## DIRECTIONS
Without skipping anything, write out each record below exactly.
***** DATASET RECORDS *****
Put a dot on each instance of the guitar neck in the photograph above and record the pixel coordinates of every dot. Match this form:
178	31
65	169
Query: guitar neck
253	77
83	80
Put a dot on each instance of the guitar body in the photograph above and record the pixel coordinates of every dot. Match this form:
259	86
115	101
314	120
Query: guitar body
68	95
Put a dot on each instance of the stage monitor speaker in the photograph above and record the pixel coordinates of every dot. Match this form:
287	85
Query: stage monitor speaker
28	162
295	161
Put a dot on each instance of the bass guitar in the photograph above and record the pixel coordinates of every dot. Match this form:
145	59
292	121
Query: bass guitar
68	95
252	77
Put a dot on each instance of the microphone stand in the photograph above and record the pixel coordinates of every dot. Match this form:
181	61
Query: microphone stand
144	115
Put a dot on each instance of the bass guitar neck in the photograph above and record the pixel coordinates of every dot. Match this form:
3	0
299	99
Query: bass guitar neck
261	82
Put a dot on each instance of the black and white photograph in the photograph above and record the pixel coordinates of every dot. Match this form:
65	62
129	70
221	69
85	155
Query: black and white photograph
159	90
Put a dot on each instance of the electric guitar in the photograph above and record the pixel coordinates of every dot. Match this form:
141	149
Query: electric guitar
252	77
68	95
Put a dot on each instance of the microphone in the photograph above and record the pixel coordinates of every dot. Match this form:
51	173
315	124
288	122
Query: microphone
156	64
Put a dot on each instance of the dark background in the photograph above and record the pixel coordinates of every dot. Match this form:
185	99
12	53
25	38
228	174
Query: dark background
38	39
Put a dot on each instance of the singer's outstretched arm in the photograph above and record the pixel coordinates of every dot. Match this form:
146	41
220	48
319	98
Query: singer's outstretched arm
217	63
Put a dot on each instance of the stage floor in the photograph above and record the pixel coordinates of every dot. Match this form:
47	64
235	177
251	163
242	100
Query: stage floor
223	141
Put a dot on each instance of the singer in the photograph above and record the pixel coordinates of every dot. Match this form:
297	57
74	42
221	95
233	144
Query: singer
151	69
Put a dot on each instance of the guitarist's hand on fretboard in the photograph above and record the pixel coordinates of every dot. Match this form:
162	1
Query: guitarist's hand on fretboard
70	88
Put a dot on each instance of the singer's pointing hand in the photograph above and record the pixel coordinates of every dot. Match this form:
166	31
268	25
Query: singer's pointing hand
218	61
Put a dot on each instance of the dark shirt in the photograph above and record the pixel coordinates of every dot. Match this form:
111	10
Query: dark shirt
*****
## EXERCISE ANSWER
Put a dot on each instance of the guitar neck in the photograph above and record the pixel coordinates of every dot. Match this form:
178	31
65	169
Query: guitar neck
253	77
83	80
Put a dot on each instance of the guitar body in the photograph above and record the pixel coordinates of every dot. Match this form:
259	86
115	101
314	120
Query: guitar body
68	95
Put a dot on each instance of the stage monitor speaker in the photograph above and record the pixel coordinates of every dot. Match this form:
287	85
Query: stage monitor speaker
28	162
295	161
Put a dot on each instance of the bass guitar in the photograph above and record the pixel coordinates of every dot. Match this form:
145	59
292	121
Query: bass guitar
68	95
252	77
Put a dot on each instance of the microphone stand in the photograph above and record the pixel coordinates of every dot. Match this form:
181	61
Query: microphone stand
144	115
Put a dot on each instance of the bass guitar neck in the photograph above and record the pixel coordinates of every dot. Match this form:
3	0
299	99
Query: bass guitar neck
261	82
Put a dot on each instance of the black and white photograph in the photograph above and record the pixel coordinates of every dot. Match this form:
65	62
129	70
221	69
85	155
Query: black and white photograph
159	90
Put a dot on each instance of the electric guitar in the photograph above and record the pixel coordinates of every dot. Match this form:
141	149
Query: electric guitar
252	77
68	95
Put a dot on each instance of the microphone in the photograph above and record the pixel coordinates of every dot. Match this form:
51	173
315	124
288	122
Query: microphone
156	64
Put a dot on each instance of the dark background in the photograph above and record the pixel coordinates of every dot. Match this form:
185	99
12	53
25	38
228	174
Query: dark background
38	39
Put a dot on each instance of the singer's outstretched arm in the photograph above and record the pixel coordinates of every dot. Match this form:
146	41
220	48
319	98
Query: singer's outstretched arm
217	63
Put a dot on each instance of the stage floor in the photograph above and record the pixel coordinates of every dot. Match this form:
47	64
235	177
251	163
242	100
Query: stage floor
223	141
Put a dot on each instance of the singer in the photograph above and record the pixel coordinates of every dot. Match this form:
297	57
74	42
221	95
233	144
Query: singer
151	69
Put a dot on each instance of the guitarist's hand on fretboard in the photograph above and record the pixel coordinates of every dot. Match this form:
162	1
Query: guitarist's hand on fretboard
70	88
Put a dot on each instance of the singer's pointing hand in the photograph above and record the pixel coordinates of every dot. Match this form:
166	31
268	25
Query: singer's pointing hand
218	61
Put a dot on each instance of the dark shirt in the photograph above and record the pixel coordinates of every dot. Match this form:
111	10
Query: dark shirt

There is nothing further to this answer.